Task requirements
1) In the load and store instructions excerpt, what reason do the removed lines give for instructions with the ``BPF_IMM`` 'mode' modifier using the wide instruction encoding? Answer in one sentence.
2) Pick up the load and store instructions excerpt at the point where it stops and carry it on.

Text excerpt
## BEGIN

Load and store instructions
===========================
@@ -371,14 +416,56 @@ and loaded back to ``R0``.
-----------------------------
Instructions with the ``BPF_IMM`` 'mode' modifier use the wide instruction
-encoding for an extra imm64 value.
-
-There is currently only one such instruction.
-
-``BPF_LD | BPF_DW | BPF_IMM`` means::
-
- dst = imm64
-
+encoding defined in `Instruction encoding`_, and use the 'src' field of the
+basic instruction to hold an opcode subtype.
+
+The following table defines a set of ``BPF_IMM | BPF_DW | BPF_LD`` instructions
+with opcode subtypes in the 'src' field, using new terms such as "map"

## END

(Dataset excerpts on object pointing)

## BEGIN

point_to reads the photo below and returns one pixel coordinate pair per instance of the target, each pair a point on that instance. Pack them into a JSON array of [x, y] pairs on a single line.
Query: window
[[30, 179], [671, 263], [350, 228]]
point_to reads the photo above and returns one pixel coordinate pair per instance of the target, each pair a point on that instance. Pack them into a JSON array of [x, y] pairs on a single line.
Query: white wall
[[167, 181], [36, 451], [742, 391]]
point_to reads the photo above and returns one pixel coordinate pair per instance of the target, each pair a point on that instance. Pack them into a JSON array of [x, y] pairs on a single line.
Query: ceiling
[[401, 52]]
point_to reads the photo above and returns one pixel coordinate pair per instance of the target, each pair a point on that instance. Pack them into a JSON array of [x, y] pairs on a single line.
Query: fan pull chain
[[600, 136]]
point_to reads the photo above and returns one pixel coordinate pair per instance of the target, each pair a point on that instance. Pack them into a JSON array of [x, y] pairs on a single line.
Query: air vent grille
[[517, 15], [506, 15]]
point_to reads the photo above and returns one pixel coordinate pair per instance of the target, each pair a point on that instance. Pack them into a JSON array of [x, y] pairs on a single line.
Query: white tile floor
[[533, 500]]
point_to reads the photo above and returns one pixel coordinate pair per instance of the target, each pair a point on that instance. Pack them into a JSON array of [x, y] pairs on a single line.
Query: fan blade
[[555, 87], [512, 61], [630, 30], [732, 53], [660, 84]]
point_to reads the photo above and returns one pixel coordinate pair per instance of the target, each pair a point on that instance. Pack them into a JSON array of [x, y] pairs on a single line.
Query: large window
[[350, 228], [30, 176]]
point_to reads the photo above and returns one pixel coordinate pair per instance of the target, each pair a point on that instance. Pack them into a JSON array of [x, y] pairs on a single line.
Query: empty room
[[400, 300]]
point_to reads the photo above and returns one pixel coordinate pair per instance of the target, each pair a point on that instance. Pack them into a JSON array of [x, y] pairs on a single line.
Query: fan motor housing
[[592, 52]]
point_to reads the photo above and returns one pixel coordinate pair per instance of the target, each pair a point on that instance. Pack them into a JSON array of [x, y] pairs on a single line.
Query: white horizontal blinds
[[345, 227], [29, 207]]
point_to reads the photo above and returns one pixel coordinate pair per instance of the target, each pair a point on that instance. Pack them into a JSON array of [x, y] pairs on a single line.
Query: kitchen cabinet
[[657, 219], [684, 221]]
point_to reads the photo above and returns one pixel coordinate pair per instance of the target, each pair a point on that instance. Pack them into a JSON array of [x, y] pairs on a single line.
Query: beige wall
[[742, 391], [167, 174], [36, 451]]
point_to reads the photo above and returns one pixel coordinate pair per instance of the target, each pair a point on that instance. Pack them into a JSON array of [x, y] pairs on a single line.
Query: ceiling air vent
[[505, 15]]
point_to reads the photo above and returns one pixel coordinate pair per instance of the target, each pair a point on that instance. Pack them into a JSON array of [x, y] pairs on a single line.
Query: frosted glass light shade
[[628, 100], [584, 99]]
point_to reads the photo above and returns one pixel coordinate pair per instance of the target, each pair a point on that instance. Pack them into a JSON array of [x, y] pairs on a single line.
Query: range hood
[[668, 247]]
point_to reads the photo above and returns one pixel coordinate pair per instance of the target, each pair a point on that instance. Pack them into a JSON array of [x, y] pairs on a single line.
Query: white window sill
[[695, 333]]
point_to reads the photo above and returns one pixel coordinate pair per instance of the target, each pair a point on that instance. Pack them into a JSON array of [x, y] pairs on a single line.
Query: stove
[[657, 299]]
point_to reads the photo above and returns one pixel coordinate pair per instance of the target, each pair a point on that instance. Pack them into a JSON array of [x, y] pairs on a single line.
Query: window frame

## END

Answers for the exercise
1) They use the wide instruction encoding to hold an extra imm64 value.

2)
+defined further below:
+
+========================= ====== === ========================================= =========== ==============
+opcode construction opcode src pseudocode imm type dst type
+========================= ====== === ========================================= =========== ==============
+BPF_IMM | BPF_DW | BPF_LD 0x18 0x0 dst = imm64 integer integer
+BPF_IMM | BPF_DW | BPF_LD 0x18 0x1 dst = map_by_fd(imm) map fd map
+BPF_IMM | BPF_DW | BPF_LD 0x18 0x2 dst = map_val(map_by_fd(imm)) + next_imm map fd data pointer
+BPF_IMM | BPF_DW | BPF_LD 0x18 0x3 dst = var_addr(imm) variable id data pointer
+BPF_IMM | BPF_DW | BPF_LD 0x18 0x4 dst = code_addr(imm) integer code pointer
+BPF_IMM | BPF_DW | BPF_LD 0x18 0x5 dst = map_by_idx(imm) map index map
+BPF_IMM | BPF_DW | BPF_LD 0x18 0x6 dst = map_val(map_by_idx(imm)) + next_imm map index data pointer
+========================= ====== === ========================================= =========== ==============
+
+where
+
+* map_by_fd(imm) means to convert a 32-bit file descriptor into an address of a map (see `Maps`_)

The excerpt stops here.